** START OF Material supplied **
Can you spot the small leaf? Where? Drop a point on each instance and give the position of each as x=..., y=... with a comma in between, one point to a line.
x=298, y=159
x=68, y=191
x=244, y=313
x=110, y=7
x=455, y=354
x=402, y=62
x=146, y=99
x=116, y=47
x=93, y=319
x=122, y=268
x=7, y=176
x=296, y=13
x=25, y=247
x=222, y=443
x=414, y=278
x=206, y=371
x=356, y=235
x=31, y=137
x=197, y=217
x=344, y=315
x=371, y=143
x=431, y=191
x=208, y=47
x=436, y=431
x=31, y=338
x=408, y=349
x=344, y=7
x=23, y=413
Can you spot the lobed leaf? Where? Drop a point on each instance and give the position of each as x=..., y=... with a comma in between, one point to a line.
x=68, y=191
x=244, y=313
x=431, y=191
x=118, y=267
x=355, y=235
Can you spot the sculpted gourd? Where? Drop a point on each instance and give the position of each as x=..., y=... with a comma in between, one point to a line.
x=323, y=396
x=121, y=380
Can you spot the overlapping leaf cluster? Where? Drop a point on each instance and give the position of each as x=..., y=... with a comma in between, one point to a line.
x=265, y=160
** END OF Material supplied **
Required task: Set down, exactly and in full, the lines from the one containing "Can you spot the lobed" through the end of the entries; no other line belongs.

Task answer:
Can you spot the lobed leaf? Where? Drop a point on each instance and give the position of each as x=..., y=... with a comma in between, one point to a line.
x=68, y=191
x=244, y=313
x=431, y=191
x=118, y=267
x=355, y=235
Can you spot the sculpted gourd? Where? Drop a point on each instance and give the position of each as x=..., y=... with a comma in between, one point to a line.
x=323, y=396
x=121, y=380
Can you spot the overlapping leaf cluster? Where? Drop a point on each instance and give the position of each as x=..., y=... with a comma in between, one point to a line.
x=265, y=160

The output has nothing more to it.